In a laudable move giving priority to the welfare of employees,
tenants, and others, Drummond Estates have refused to allow TETRA
masts to be sited on their land until the health issues have been resolved.
TETRA (Terrestrial Trunked Radio) is the highly controversial new
communication system being rolled out by operator Airwave for the police.
Plans for a mast in Glen Artney in south west Perthshire were spotted
by concerned residents in the area and representatives of the estate
were invited to a packed public meeting on the subject in Comrie.
They heard talks by Ray Weldon, supported by Josh Berle and Gary
Orman from Airwave, and Arthur Jarrett, spokesman on TETRA matters in
Scotland for Mast Sanity, and Richard Norton of NO2TETRA, Fife.
Following the talks and questions, the overwhelming consensus of the
meeting was that the Scottish Executive should grant an immediate
moratorium until the safety of the system has been established.
The recent decision by Drummond Estates is some consolation for the
community whose Council wrote a strongly worded letter to Airwave
last week, on the same day that signs of construction of a TETRA mast
began on a site close to homes and the primary school, and putting
the whole village of 2000 people in the high risk zone, which is
considered to extend to a radius of 2km from the mast.

━━━━━━━━━━━━━━━━

__Work request 1__
Reproduce the passage on TETRA masts word for word, starting with "In a laudable" and going on through "subject in Comrie.".
__Work request 2__
In the passage on TETRA masts, how far from the mast is the high risk zone considered to extend?

__Collected material__
━━━━━━━━━━━━━━━━

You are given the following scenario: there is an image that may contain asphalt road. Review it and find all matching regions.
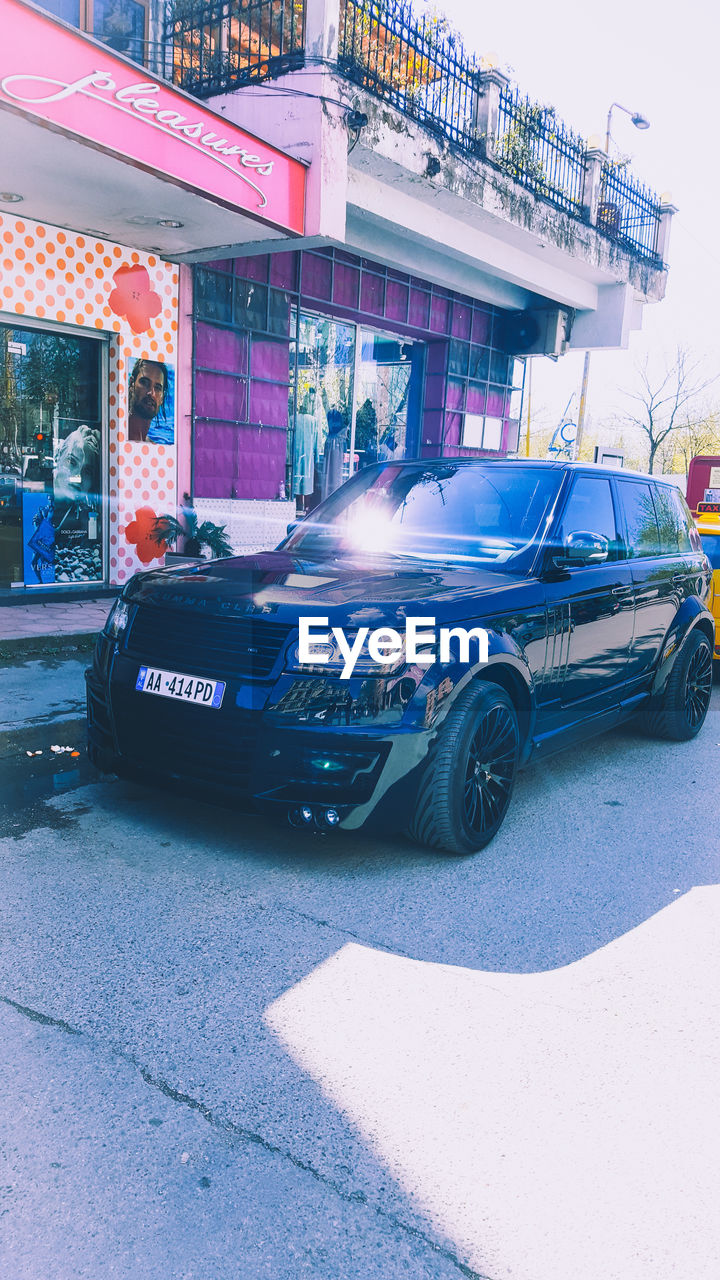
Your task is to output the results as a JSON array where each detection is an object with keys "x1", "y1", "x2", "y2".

━━━━━━━━━━━━━━━━

__Worked solution 1__
In a laudable move giving priority to the welfare of employees,
tenants, and others, Drummond Estates have refused to allow TETRA
masts to be sited on their land until the health issues have been resolved.
TETRA (Terrestrial Trunked Radio) is the highly controversial new
communication system being rolled out by operator Airwave for the police.
Plans for a mast in Glen Artney in south west Perthshire were spotted
by concerned residents in the area and representatives of the estate
were invited to a packed public meeting on the subject in Comrie.

__Worked solution 2__
To a radius of 2km from the mast.